▶ **Task brief**
Will you restate verbatim the lines running from the line with "new york print." to the end of the data, leaving out everything else?

▶ **Extracted material**
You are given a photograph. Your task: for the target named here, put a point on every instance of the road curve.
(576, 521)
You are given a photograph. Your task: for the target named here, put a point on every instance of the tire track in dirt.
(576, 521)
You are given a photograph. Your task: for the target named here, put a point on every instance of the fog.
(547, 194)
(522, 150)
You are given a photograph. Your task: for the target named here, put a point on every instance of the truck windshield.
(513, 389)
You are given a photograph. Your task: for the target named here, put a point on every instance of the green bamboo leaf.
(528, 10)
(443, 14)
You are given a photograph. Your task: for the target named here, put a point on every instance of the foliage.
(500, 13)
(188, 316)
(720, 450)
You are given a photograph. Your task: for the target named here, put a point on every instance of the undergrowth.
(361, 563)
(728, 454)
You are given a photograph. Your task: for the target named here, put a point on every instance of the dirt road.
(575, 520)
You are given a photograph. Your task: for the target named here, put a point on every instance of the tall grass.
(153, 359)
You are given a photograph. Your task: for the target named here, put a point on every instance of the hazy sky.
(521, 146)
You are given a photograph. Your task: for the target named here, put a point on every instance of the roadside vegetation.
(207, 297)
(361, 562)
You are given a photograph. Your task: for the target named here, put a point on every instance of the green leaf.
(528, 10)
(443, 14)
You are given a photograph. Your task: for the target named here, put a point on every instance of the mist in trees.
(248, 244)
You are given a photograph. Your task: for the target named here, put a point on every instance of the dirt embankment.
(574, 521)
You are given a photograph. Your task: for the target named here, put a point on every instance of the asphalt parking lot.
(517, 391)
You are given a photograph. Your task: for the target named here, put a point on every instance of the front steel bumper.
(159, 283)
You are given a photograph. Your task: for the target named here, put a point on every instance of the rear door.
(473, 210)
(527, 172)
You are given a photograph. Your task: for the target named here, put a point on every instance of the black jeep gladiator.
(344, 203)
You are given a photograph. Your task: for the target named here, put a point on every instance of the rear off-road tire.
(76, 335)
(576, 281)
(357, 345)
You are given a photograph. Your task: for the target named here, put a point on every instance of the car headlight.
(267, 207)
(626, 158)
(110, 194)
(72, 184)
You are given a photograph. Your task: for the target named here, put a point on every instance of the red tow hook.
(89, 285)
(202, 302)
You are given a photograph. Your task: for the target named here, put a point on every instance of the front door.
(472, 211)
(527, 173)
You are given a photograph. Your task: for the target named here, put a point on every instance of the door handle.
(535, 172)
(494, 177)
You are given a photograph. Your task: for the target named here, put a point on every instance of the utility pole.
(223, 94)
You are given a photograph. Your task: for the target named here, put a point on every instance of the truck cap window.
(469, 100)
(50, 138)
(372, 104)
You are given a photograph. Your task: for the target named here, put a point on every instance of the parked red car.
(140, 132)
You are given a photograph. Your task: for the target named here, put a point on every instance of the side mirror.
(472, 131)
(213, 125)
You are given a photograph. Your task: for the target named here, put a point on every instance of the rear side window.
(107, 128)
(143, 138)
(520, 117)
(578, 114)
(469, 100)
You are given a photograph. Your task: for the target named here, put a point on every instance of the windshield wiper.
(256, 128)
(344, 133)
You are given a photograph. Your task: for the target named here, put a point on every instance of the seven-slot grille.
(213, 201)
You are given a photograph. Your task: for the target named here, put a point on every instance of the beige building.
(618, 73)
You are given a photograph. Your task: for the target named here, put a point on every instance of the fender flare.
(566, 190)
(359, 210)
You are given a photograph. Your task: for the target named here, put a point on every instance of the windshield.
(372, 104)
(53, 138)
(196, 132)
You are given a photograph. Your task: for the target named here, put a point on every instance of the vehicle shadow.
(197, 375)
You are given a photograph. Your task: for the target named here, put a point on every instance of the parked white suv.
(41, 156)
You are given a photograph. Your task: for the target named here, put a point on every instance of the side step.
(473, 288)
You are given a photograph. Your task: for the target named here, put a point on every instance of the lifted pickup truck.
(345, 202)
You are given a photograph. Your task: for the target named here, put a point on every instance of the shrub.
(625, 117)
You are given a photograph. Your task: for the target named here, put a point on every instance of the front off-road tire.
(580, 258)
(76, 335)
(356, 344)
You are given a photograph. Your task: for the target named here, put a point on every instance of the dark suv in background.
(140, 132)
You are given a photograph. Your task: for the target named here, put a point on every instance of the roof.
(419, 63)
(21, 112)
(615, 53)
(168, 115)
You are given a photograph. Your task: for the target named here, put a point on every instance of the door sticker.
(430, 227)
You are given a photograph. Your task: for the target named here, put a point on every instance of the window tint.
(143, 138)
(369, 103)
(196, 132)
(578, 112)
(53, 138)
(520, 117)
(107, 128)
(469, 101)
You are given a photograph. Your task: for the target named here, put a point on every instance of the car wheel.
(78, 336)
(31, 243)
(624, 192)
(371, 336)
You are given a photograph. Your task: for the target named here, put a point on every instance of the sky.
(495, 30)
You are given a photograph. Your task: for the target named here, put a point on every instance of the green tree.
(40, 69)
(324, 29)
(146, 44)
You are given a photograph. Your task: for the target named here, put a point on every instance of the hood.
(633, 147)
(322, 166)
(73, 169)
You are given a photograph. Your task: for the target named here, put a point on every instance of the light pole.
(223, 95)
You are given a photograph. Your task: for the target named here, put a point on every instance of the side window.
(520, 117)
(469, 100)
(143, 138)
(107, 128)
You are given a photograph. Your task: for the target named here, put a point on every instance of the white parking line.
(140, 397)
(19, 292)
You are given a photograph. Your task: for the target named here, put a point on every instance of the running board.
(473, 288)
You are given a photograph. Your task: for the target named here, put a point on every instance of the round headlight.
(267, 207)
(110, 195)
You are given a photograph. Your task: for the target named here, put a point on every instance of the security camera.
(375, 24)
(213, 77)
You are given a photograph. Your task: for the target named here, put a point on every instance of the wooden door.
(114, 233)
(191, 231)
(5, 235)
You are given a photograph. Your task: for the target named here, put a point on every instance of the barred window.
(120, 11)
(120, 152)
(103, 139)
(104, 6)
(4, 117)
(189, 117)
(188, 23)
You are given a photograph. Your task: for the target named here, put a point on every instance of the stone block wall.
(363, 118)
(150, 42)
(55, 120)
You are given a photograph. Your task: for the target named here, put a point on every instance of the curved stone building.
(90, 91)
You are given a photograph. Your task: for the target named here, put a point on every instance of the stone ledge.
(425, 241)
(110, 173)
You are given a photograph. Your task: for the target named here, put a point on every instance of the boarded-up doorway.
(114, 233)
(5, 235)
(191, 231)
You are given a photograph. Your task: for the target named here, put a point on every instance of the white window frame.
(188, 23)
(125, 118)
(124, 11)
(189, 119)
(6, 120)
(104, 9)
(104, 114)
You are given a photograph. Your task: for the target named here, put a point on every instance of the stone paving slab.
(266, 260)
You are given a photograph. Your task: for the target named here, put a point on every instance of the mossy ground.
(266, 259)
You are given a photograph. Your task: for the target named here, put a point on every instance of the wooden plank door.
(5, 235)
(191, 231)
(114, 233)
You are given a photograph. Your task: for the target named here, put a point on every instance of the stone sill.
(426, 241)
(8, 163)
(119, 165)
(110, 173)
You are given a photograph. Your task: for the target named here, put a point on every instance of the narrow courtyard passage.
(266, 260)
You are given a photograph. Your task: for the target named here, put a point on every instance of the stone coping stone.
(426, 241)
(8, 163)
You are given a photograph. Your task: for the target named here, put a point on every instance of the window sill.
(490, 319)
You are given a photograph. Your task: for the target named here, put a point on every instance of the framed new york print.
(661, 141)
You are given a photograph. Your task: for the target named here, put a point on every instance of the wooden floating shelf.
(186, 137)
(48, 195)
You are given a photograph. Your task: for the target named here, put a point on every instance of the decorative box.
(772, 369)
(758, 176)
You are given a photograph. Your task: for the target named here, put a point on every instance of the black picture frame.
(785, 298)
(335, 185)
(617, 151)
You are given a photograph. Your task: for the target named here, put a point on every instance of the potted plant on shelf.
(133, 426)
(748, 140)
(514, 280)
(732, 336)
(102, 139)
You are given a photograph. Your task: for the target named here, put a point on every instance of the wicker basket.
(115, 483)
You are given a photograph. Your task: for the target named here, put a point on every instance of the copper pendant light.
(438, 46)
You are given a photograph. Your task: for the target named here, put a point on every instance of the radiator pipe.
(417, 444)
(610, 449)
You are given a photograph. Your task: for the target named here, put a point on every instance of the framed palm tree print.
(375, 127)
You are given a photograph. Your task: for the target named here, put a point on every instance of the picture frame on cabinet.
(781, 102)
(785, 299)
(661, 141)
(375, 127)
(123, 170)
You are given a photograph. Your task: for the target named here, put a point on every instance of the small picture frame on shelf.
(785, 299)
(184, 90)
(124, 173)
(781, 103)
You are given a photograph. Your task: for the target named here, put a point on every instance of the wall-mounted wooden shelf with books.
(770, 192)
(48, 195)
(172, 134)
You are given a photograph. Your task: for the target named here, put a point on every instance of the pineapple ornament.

▶ **Answer below**
You are given a photograph. Your task: for the target named here, put a point on every instance of the framed new york print.
(661, 141)
You are given a photograph. Your task: for the target named here, put a point on every instance of the wooden floating shelf.
(186, 137)
(48, 195)
You are given a photograph. Your task: for the target named here, put a point on every instance of the decorative box.
(772, 369)
(758, 176)
You are given a photograph. Your task: for the target named here, put a point on every instance of the black picture frame.
(785, 298)
(335, 185)
(617, 151)
You are given a photograph. Your task: for the target named here, put a point on every instance of the potted plant on shelf.
(133, 426)
(748, 140)
(514, 280)
(732, 336)
(102, 139)
You are given a photograph. Your task: for the target named here, put a point on every instance of the wicker basket.
(115, 483)
You are given a photograph. Your task: for the target named here, put a point on every instance of the copper pendant light.
(438, 46)
You are given a photograph. Your task: for the target named here, put a point on every instance of the radiator pipe.
(417, 444)
(610, 449)
You are given a photograph. Your task: for the target named here, put a point on every instance of the framed palm tree print.
(375, 127)
You are given a photograph. Your task: for the target named here, put a point on every instance of the picture frame on cabinet.
(781, 102)
(785, 299)
(661, 141)
(375, 127)
(123, 170)
You are given a photograph. Your task: for the target named here, put a point on every instance of the small picture frame on shelf.
(785, 299)
(184, 90)
(124, 173)
(781, 103)
You are given a photograph. Your task: for the target named here, put a point on every instance of the wall-mounted wooden shelf with books.
(770, 192)
(48, 195)
(172, 134)
You are given a photograph. Your task: for the target named here, put a point on every instance of the pineapple ornament.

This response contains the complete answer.